TASK DETAILS: Can you revise the material, starting at the line that has "like x=527, y=350." and stopping after the line that has "x=322, y=362", so that "annotate" becomes "mark" and nothing else changes? Give back only those lines.

-- start DATA ROWS --

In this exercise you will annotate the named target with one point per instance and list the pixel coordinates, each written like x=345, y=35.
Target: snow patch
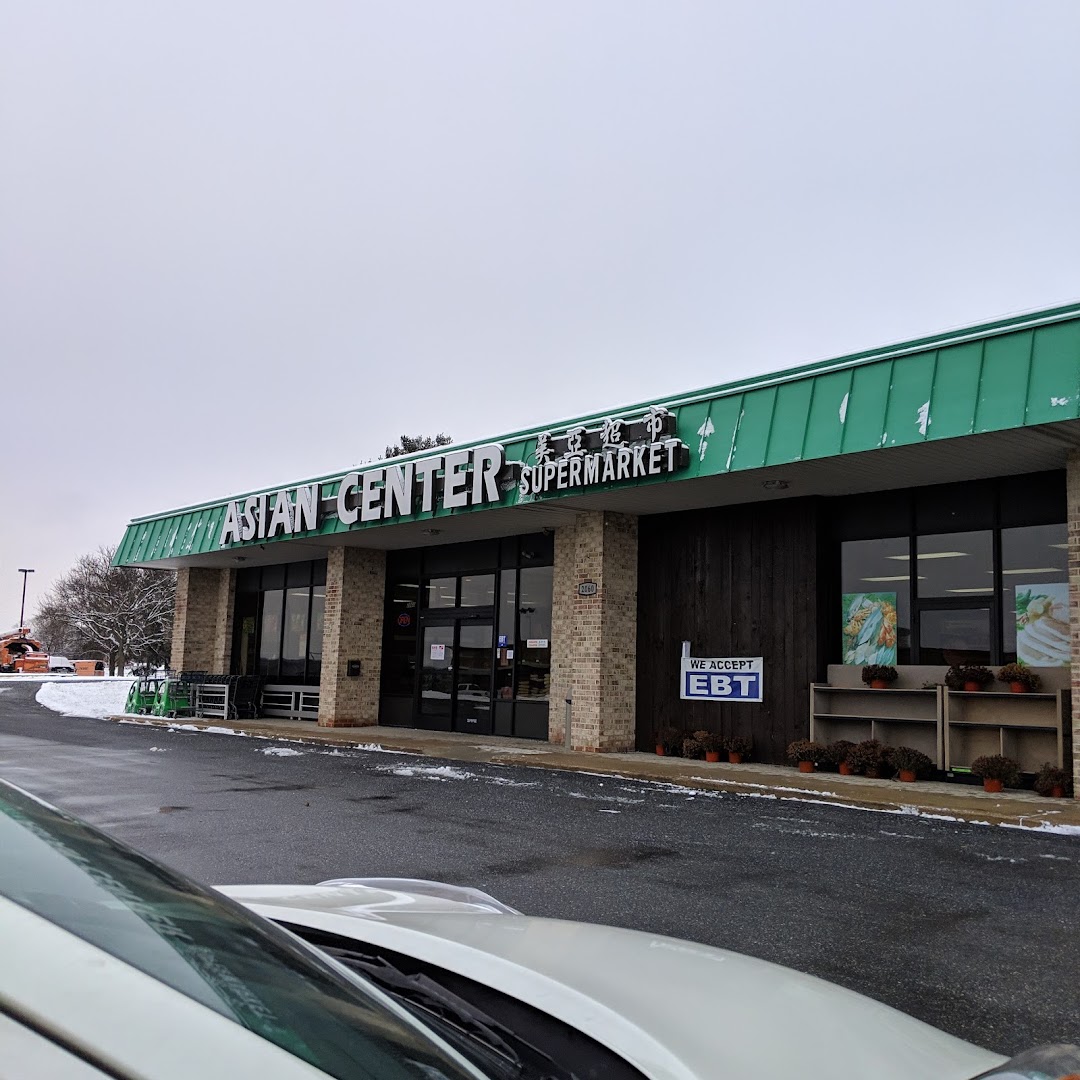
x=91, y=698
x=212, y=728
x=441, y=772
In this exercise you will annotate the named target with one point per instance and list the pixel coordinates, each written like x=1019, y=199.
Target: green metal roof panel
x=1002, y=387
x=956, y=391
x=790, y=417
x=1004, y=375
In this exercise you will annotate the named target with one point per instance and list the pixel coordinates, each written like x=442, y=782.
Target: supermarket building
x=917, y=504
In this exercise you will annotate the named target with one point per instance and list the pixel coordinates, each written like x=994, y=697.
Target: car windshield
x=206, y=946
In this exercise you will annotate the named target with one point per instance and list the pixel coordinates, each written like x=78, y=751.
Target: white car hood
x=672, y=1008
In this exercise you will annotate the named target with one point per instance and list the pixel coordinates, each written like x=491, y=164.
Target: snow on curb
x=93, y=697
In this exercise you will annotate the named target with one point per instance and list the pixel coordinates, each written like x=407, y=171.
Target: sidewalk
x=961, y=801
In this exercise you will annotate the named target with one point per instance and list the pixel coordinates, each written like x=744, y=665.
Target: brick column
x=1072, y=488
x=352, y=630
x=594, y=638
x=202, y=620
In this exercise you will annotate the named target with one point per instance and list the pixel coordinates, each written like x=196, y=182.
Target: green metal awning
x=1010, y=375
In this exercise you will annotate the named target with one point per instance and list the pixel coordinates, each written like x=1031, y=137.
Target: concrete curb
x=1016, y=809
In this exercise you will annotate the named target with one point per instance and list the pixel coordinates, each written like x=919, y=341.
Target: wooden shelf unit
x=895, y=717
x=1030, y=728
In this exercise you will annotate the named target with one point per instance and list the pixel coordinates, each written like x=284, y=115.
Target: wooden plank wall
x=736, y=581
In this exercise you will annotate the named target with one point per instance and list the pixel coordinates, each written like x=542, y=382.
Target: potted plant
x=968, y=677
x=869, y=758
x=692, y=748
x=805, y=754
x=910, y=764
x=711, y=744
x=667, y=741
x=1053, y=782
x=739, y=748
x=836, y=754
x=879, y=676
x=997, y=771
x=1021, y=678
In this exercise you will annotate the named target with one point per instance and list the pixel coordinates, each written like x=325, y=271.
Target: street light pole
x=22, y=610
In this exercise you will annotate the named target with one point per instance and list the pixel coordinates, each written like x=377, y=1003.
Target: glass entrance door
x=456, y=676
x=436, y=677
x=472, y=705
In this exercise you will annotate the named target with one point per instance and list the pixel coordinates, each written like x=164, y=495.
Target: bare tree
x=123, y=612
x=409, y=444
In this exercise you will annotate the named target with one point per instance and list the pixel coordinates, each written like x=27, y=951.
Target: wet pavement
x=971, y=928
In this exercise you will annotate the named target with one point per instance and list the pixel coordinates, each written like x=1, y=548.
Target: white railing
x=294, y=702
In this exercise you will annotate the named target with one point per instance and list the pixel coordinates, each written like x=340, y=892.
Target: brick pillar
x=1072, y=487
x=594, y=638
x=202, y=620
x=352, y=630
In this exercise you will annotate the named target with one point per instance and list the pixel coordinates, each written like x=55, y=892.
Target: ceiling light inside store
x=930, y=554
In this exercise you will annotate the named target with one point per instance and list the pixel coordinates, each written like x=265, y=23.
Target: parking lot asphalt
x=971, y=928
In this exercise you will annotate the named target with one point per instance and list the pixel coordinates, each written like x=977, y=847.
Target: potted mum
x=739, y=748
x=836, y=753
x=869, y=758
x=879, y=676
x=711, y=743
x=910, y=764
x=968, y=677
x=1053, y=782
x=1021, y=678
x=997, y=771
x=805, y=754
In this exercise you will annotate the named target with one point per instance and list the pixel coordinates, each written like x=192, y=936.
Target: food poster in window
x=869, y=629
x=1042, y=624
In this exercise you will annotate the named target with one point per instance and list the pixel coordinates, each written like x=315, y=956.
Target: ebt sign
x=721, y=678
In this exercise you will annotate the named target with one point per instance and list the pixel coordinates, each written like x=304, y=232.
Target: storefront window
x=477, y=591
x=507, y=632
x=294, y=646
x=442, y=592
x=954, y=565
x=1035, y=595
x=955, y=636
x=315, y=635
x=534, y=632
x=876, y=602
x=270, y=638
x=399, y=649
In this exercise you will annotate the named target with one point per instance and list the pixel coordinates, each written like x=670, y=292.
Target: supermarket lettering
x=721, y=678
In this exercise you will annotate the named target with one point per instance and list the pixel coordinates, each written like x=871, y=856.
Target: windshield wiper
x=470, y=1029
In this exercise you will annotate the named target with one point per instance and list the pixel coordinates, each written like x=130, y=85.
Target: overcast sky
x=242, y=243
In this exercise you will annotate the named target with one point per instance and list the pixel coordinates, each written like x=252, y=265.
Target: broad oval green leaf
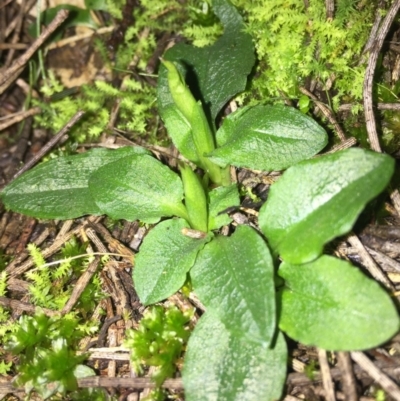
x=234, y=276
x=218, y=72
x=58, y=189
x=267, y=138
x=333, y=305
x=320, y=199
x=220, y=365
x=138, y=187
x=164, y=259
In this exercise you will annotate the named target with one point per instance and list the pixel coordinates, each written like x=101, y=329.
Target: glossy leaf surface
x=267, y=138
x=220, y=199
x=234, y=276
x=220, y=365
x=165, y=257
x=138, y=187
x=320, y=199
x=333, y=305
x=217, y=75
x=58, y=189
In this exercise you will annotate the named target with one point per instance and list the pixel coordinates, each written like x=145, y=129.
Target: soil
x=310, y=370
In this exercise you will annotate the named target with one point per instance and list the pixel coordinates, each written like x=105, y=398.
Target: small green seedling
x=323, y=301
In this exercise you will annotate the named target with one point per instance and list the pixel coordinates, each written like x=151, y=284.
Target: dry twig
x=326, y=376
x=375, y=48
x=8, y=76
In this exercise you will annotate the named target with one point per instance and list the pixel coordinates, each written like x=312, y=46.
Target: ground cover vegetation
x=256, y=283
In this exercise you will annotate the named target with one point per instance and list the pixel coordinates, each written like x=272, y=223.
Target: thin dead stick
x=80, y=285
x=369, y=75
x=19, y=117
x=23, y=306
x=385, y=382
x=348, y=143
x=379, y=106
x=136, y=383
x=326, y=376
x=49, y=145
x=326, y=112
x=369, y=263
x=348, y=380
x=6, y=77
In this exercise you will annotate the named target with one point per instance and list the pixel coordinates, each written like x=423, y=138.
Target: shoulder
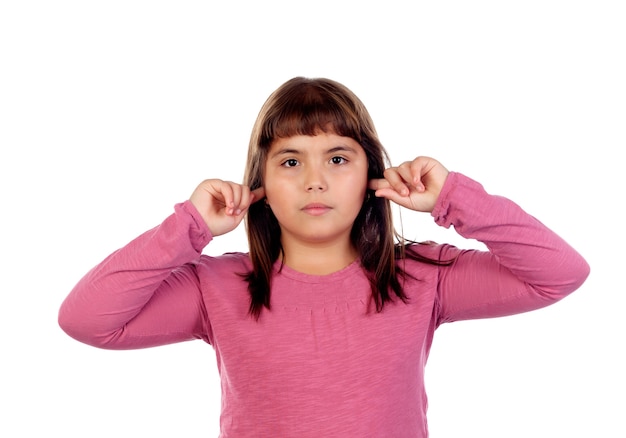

-- end DATA ROWS --
-- start DATA ROWS --

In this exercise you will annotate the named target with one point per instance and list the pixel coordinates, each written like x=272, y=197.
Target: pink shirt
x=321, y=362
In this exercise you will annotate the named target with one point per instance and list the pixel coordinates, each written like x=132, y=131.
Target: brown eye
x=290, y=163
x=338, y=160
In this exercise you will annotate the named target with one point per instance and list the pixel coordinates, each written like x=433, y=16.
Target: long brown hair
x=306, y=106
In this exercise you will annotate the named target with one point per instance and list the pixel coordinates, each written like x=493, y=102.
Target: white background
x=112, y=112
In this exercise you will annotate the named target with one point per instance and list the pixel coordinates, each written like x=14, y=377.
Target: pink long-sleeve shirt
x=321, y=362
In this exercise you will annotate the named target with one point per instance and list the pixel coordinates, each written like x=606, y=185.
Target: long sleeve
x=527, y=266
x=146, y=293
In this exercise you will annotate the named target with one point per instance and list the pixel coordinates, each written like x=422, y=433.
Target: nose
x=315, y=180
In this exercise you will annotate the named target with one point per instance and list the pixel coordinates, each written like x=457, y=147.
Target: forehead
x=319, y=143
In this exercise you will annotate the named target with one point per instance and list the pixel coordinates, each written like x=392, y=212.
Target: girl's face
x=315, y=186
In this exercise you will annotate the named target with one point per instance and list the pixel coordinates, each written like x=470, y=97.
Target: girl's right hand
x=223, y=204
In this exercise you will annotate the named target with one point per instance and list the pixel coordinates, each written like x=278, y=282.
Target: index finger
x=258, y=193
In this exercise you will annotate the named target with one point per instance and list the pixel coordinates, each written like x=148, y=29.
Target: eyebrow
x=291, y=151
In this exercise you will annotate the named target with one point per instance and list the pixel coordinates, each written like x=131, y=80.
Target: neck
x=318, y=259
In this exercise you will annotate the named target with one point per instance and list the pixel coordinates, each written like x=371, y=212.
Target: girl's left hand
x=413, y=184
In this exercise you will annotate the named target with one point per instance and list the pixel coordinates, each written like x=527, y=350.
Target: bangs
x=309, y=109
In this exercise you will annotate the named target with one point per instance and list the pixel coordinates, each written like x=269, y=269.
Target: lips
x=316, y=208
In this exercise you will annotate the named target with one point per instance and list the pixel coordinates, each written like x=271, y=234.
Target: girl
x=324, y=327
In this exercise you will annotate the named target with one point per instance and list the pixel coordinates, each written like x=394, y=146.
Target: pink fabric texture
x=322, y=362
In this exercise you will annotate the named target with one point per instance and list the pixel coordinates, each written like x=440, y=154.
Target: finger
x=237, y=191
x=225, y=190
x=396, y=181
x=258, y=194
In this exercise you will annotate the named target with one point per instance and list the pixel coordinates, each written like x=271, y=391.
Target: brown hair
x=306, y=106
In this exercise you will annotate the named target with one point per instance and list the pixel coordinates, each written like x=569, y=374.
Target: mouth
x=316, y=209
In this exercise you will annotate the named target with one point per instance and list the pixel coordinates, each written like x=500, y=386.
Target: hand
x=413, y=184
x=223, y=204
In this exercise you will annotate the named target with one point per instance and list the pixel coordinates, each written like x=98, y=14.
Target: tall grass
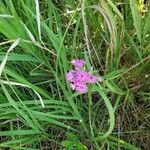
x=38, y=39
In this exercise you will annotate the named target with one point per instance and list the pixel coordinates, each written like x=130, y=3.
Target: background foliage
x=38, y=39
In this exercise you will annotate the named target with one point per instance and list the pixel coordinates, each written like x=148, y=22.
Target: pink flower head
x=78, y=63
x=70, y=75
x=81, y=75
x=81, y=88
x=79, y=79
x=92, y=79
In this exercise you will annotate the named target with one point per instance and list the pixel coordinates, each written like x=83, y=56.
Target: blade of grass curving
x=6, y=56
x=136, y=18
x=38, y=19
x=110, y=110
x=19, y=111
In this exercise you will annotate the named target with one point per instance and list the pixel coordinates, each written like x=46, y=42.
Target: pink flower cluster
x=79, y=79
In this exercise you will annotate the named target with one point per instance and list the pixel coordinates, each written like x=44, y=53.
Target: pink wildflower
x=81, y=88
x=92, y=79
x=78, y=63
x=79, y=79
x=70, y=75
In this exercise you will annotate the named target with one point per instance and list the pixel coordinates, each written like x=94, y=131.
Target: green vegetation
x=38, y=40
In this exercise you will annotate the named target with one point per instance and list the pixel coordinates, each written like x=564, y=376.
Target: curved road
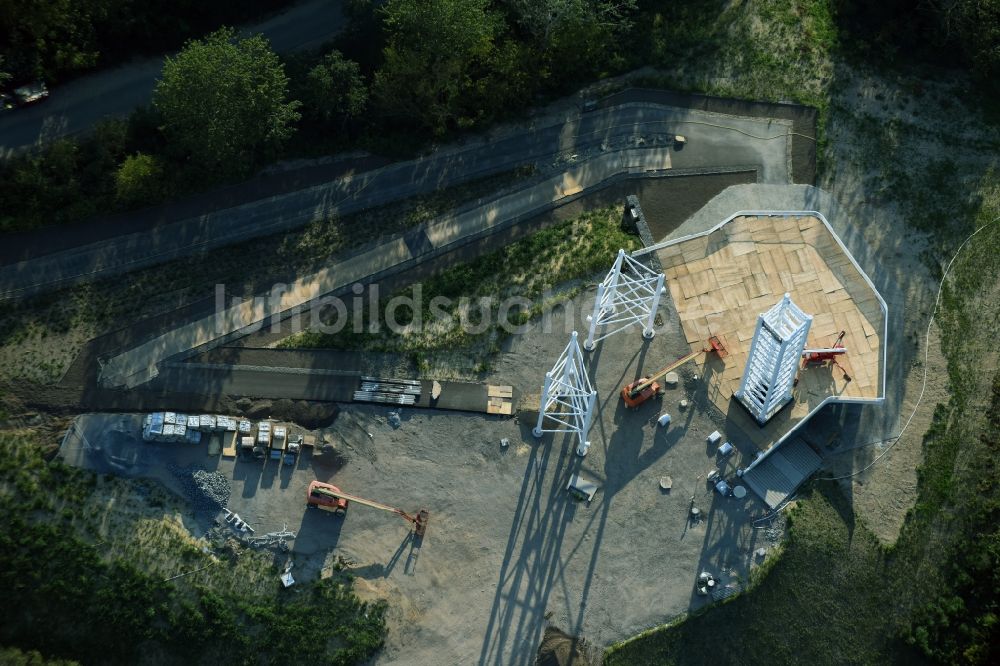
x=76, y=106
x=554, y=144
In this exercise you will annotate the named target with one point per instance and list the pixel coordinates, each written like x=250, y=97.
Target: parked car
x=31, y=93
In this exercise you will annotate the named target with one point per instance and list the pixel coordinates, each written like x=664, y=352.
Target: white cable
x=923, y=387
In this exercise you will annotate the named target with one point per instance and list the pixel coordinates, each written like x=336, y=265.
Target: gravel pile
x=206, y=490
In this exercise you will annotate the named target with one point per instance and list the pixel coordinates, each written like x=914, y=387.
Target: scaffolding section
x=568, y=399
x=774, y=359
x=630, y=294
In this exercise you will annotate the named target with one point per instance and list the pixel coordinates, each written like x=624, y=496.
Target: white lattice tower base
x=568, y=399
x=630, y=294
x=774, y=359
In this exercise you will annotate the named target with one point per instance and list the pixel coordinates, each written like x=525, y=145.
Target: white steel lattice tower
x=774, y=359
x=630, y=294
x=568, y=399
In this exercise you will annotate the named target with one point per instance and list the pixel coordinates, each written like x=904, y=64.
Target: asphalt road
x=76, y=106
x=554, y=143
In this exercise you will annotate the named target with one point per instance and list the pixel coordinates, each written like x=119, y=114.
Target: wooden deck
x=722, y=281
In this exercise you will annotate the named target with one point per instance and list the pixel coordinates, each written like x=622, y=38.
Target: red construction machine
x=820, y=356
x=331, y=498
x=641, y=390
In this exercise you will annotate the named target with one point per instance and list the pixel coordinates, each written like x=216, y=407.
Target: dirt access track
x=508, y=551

-- end DATA ROWS --

CORRECT RESULT:
In this exercise you will mark the named target with one point per instance and list the pixel coordinates, each written like x=527, y=350.
Target: bangs
x=309, y=109
In this exercise you will mark the named target with one point per instance and list the pixel coordinates, each written like x=269, y=269.
Target: lips
x=316, y=208
In this exercise you will mark the named target with one point per instance and list the pixel coordinates, each written like x=271, y=234.
Target: girl
x=324, y=327
In this exercise you will mark the named target with one point per instance and list the pixel coordinates, each written like x=394, y=146.
Target: pink fabric texture
x=322, y=362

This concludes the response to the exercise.